*** Opening of Text shown ***
Geographic Pattern Visualization may Predict Disease Spread
Disease statistics buried within patient records or detailed in newspaper clippings can be sorted with a new toolkit and organized to depict geographic patterns, allowing the discovery of trends that were previously overlooked. The GeoViz Toolkit combines text mining with geographical mapping, allowing users to search publically available data to identify and visualize data patterns for their own interests or concerns. The software allows someone with no programming experience to navigate the application, while also providing different components and analytical tools for experienced analysts.
“The use of interactive maps and graphs, combined with word search interfaces, can lead to greater insight into complex events such as the spread of Swine flu,” said Frank Hardisty, research associate, Penn State GeoVISTA Center. “Potential applications range from research in public health — infectious disease dynamics, cancer etiology, surveillance and control — through analysis of socioeconomic and demographic data, to exploration of patterns of incidents related to terrorism or crime.”
Many sources for disease and crime statistics — newspaper articles for example — are in a semi-structured format that does not clearly present the data in a table or graph, but rather buries it within the text of the document. To obtain high-quality, relevant information from these documents, researchers use “text analytics” or ‘”text mining,” allowing them to retrieve only applicable information, like the date and description of a disease-related death, from the flood of information typically included in a newspaper clipping.
“An example would be searching a database of H1N1 flu reports for ‘child’ or ‘children’ and seeing if there is spatial clustering in the relative frequency of those reports,” Hardisty told attendees at the 2010 Association of American Geographers Annual Meeting in Washington, D.C.
H1N1 data, provided by RhizaLabs, was used in a GeoViz query. Reports containing “child” or similar terms were mapped, with areas containing a high frequency of children cases highlighted. In general, areas with low population density exhibited a higher proportion of cases containing the search term.
*** Close of Text shown ***
- _Things to do_
**A.** Duplicate the part of the GeoViz Toolkit article starting at "Many sources for" and ending at "in Washington, D.C.".
**B.** According to the GeoViz Toolkit article, who provided the H1N1 data used in the GeoViz query?
The rows after this point come from a different source.
*** Opening of Dataset ***
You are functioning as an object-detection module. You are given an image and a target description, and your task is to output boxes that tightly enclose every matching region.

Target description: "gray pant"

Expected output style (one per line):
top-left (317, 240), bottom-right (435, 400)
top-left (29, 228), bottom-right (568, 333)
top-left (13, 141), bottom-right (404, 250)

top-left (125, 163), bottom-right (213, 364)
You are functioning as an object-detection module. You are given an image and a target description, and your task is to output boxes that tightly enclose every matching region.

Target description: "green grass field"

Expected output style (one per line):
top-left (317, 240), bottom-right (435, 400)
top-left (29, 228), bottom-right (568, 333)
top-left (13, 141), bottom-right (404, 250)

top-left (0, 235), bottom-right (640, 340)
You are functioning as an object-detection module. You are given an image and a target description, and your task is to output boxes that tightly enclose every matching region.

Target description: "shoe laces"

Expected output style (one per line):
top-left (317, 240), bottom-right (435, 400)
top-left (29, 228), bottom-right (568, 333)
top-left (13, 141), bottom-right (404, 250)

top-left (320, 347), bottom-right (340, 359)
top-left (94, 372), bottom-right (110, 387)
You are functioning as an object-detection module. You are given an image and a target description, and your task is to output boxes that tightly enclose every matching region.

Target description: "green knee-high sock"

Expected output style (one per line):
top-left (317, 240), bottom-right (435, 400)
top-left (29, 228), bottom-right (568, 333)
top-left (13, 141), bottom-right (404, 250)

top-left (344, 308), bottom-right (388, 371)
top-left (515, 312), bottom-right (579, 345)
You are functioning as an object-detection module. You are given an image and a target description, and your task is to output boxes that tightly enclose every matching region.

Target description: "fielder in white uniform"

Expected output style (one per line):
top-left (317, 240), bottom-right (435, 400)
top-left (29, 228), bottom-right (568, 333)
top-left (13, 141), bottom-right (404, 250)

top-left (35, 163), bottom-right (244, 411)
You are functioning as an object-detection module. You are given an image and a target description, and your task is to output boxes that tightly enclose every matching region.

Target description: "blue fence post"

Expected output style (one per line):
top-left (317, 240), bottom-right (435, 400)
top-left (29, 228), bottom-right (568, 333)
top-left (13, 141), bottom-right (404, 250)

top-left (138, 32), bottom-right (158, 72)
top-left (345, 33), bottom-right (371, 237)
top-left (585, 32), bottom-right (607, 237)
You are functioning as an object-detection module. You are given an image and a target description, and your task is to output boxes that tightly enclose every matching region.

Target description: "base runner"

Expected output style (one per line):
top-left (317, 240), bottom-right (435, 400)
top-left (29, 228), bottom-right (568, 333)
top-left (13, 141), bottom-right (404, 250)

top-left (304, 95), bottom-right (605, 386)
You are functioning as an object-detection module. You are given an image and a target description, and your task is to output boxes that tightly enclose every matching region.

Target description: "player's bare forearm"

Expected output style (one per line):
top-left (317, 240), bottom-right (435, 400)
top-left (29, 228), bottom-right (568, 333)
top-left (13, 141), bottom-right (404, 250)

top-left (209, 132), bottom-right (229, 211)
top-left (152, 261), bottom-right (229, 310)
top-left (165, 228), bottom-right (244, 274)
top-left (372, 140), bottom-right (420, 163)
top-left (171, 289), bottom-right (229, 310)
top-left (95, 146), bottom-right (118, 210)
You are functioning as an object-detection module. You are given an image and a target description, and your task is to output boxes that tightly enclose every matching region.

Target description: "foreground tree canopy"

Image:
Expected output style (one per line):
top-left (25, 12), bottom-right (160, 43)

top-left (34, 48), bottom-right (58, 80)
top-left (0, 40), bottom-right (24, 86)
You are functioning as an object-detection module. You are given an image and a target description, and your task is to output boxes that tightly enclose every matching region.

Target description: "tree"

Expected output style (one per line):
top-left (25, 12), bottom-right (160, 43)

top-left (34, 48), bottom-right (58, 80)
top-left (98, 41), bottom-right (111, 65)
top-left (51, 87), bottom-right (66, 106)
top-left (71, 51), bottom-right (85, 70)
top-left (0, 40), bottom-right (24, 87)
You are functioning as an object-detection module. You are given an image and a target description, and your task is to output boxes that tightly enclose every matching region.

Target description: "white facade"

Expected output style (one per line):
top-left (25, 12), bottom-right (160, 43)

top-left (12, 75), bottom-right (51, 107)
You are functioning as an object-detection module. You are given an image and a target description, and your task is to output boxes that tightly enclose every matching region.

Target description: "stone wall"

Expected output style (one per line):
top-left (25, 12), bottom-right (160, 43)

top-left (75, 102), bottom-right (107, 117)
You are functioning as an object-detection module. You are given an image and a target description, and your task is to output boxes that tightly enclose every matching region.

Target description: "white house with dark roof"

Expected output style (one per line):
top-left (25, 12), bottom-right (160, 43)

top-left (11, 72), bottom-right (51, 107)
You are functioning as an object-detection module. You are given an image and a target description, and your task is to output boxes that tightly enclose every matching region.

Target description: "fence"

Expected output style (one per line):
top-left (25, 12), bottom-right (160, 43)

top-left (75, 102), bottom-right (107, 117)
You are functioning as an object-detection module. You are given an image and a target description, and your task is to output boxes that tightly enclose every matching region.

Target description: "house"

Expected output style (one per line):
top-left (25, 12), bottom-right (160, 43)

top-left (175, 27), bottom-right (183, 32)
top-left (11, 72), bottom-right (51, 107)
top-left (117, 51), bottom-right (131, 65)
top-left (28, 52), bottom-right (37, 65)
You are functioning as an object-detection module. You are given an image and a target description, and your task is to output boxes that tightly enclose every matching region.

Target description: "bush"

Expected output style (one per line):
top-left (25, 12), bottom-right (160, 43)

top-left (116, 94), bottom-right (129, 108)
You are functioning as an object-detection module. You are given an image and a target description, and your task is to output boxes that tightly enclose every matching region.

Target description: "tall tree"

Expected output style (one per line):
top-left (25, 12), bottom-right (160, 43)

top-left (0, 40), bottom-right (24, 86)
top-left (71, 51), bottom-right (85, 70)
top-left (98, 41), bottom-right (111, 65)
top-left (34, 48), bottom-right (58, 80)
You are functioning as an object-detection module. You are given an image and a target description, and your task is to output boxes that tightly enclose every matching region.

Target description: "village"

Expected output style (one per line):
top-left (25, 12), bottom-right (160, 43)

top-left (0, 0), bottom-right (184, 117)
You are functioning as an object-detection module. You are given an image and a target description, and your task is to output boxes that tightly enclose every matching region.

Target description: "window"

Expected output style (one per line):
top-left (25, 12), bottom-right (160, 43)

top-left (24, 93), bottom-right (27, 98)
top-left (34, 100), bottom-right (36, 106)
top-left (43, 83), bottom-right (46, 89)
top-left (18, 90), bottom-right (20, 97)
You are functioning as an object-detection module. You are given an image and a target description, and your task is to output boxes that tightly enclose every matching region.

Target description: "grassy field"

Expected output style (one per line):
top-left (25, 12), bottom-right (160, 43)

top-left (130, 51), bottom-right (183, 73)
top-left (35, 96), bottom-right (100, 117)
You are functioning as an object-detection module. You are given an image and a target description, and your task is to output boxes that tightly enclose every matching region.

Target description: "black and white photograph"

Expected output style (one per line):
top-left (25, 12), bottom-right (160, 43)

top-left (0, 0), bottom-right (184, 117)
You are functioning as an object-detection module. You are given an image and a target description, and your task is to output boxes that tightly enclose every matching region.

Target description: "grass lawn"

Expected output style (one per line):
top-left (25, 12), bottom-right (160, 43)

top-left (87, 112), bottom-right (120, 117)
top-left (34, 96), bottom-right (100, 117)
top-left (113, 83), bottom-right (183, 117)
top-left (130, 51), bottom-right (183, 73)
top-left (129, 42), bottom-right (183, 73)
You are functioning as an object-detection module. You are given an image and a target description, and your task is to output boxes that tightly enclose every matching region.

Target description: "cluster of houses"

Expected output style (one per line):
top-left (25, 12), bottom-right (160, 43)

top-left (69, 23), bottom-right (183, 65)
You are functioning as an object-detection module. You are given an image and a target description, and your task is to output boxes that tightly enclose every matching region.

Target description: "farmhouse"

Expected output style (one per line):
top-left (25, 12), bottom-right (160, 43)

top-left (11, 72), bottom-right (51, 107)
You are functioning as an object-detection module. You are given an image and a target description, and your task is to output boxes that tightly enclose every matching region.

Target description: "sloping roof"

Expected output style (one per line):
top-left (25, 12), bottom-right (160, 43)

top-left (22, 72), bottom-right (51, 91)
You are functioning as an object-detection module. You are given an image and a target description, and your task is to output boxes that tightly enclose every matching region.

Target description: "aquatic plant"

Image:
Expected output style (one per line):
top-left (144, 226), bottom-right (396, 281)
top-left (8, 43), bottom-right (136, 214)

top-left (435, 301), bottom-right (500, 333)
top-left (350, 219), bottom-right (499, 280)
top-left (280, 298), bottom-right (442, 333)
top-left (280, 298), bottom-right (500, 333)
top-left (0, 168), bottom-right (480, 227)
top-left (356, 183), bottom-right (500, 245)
*** Close of Dataset ***
- _Answers per task_
**A.**
Many sources for disease and crime statistics — newspaper articles for example — are in a semi-structured format that does not clearly present the data in a table or graph, but rather buries it within the text of the document. To obtain high-quality, relevant information from these documents, researchers use “text analytics” or ‘”text mining,” allowing them to retrieve only applicable information, like the date and description of a disease-related death, from the flood of information typically included in a newspaper clipping.
“An example would be searching a database of H1N1 flu reports for ‘child’ or ‘children’ and seeing if there is spatial clustering in the relative frequency of those reports,” Hardisty told attendees at the 2010 Association of American Geographers Annual Meeting in Washington, D.C.

**B.** RhizaLabs